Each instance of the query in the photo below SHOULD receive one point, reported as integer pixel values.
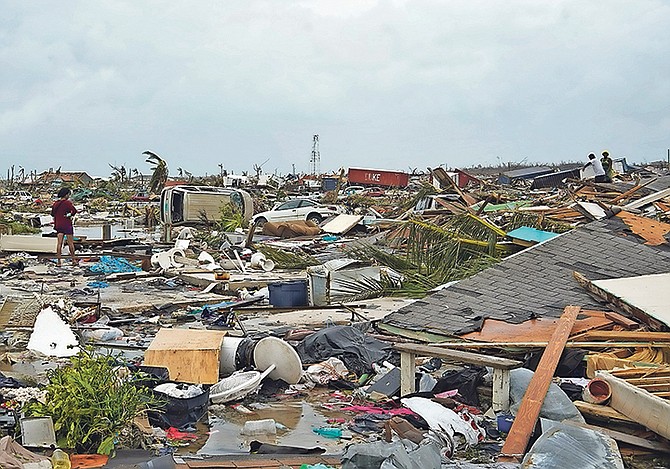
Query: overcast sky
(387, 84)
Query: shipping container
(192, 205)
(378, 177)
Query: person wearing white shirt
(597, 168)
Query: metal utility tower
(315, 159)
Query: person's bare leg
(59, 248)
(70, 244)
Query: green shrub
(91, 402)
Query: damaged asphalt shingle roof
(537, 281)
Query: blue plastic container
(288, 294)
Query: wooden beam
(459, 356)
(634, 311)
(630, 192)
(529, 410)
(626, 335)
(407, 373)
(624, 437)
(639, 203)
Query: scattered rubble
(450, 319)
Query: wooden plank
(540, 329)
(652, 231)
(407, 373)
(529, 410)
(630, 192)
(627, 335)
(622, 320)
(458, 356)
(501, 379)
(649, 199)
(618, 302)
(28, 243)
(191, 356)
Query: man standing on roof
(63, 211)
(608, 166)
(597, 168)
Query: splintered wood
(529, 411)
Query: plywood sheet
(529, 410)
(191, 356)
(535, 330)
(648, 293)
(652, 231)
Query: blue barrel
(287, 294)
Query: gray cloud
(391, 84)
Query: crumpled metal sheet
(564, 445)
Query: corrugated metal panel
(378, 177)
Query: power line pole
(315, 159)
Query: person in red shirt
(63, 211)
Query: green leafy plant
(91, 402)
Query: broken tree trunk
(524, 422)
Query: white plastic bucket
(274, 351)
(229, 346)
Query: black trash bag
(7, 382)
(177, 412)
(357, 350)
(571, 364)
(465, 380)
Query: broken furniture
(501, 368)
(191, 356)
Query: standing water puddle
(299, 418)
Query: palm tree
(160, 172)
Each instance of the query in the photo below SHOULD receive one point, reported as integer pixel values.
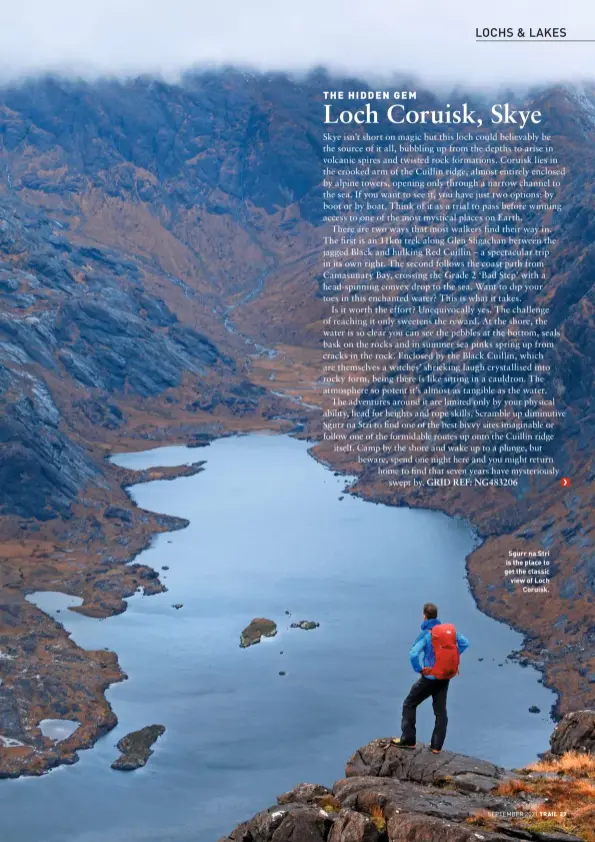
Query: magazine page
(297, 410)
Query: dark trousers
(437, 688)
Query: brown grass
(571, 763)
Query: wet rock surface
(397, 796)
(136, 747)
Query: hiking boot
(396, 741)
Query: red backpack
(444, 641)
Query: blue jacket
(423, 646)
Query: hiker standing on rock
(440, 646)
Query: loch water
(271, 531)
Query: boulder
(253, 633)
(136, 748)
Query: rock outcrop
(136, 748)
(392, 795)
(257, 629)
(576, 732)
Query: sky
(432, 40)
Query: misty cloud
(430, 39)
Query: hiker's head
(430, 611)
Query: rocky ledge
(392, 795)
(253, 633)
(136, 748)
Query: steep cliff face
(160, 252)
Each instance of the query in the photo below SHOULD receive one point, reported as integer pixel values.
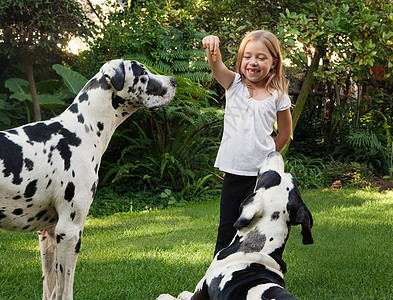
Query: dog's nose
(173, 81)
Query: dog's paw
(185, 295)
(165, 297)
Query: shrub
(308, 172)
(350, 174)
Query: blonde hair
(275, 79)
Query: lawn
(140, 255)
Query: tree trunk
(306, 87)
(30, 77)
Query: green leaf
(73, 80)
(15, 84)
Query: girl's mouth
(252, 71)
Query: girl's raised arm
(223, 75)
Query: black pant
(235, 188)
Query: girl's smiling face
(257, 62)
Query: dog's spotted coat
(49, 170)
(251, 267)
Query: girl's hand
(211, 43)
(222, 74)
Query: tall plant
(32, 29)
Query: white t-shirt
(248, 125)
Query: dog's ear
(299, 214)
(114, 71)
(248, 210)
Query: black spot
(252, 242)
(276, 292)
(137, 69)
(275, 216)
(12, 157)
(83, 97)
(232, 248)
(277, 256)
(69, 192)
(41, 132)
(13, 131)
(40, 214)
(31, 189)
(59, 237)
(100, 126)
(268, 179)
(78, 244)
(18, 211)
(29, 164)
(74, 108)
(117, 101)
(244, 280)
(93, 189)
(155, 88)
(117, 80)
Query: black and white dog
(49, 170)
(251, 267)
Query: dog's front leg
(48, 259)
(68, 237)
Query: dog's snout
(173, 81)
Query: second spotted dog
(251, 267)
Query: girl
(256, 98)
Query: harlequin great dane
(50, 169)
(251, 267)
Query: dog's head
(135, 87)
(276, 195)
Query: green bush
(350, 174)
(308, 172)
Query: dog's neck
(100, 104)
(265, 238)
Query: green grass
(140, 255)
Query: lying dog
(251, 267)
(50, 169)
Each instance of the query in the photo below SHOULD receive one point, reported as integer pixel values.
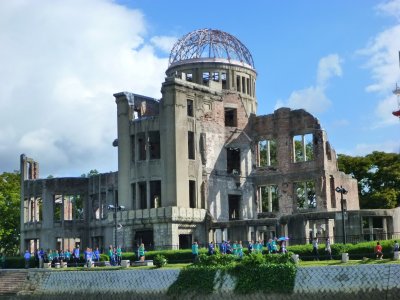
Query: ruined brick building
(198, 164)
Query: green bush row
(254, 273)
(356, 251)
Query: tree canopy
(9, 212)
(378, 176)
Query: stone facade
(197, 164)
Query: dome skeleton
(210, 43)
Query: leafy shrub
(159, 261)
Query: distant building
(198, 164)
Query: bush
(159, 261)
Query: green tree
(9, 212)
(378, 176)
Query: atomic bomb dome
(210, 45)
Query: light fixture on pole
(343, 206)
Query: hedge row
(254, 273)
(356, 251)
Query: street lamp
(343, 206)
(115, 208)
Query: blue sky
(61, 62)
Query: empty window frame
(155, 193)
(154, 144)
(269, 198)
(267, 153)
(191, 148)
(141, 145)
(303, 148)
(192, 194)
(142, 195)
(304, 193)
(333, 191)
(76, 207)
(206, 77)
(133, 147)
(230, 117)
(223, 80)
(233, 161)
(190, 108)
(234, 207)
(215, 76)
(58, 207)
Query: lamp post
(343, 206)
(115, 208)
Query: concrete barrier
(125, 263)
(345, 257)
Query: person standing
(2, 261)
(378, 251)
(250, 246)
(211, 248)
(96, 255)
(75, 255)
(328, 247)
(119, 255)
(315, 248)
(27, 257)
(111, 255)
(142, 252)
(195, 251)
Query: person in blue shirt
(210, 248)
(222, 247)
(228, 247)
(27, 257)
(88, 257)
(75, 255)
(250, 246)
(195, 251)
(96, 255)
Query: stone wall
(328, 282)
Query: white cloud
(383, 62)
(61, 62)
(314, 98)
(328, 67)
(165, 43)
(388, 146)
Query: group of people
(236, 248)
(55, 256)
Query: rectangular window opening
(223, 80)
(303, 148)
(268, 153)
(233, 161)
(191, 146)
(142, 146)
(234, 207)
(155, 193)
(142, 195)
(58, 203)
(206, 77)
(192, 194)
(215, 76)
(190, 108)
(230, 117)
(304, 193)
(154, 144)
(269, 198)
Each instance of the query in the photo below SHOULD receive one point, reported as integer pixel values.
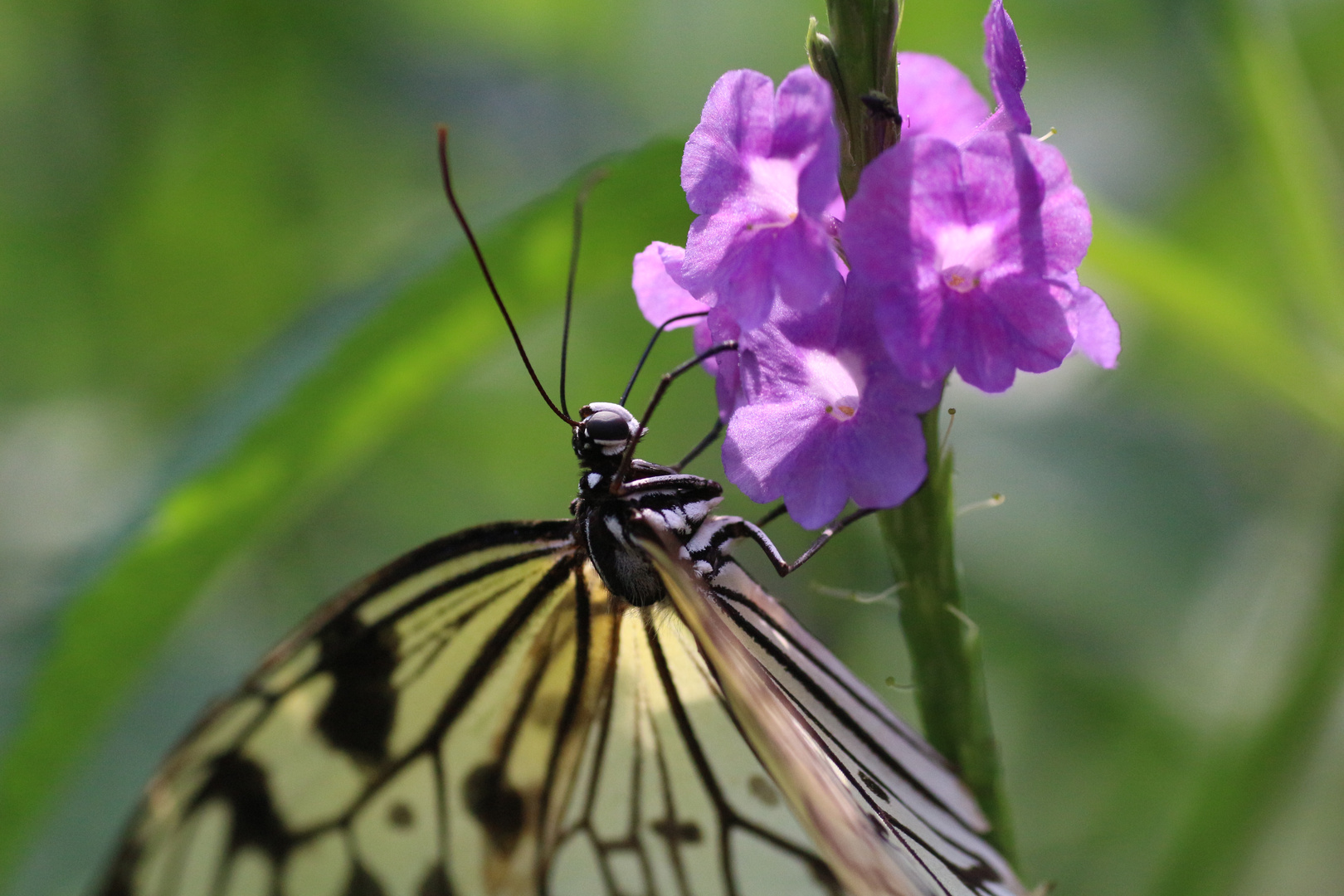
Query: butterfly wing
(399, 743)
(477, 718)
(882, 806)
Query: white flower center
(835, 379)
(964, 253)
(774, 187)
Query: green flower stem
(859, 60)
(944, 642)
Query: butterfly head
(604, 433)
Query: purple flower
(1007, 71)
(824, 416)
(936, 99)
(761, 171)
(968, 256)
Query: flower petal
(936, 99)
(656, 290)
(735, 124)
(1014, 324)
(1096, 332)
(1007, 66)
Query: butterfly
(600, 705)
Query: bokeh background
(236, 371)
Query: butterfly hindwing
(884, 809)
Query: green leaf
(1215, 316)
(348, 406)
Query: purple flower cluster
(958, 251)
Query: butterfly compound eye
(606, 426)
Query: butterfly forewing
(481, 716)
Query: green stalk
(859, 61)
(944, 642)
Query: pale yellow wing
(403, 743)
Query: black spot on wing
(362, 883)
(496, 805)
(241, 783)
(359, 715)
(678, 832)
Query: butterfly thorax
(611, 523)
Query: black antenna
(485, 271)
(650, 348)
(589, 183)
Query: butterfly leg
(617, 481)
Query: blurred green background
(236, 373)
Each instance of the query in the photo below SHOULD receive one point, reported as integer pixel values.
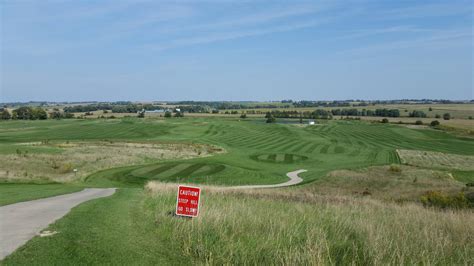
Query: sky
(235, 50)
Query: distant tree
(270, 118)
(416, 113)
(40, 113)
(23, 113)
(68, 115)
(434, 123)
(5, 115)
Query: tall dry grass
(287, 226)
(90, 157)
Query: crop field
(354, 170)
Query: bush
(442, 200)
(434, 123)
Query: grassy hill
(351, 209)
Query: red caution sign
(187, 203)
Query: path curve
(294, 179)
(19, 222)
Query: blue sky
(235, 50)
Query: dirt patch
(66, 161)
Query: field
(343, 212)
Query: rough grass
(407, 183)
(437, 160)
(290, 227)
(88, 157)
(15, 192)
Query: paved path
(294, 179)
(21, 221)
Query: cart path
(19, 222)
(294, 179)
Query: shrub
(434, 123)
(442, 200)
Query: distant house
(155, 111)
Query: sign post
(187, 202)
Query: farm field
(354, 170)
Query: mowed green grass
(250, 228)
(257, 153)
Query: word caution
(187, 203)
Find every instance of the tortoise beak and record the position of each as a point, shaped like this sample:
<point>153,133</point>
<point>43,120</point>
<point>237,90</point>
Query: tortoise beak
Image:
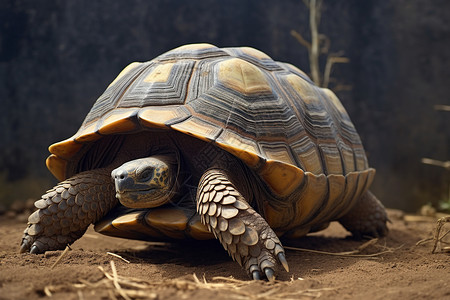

**WHAT TO WORK ON**
In the entries above, find each line containing the string "beak" and copy it.

**TASK SOLUTION**
Find every instance of the tortoise beak and record the position of each as a point, shaped like this sample:
Query: tortoise beak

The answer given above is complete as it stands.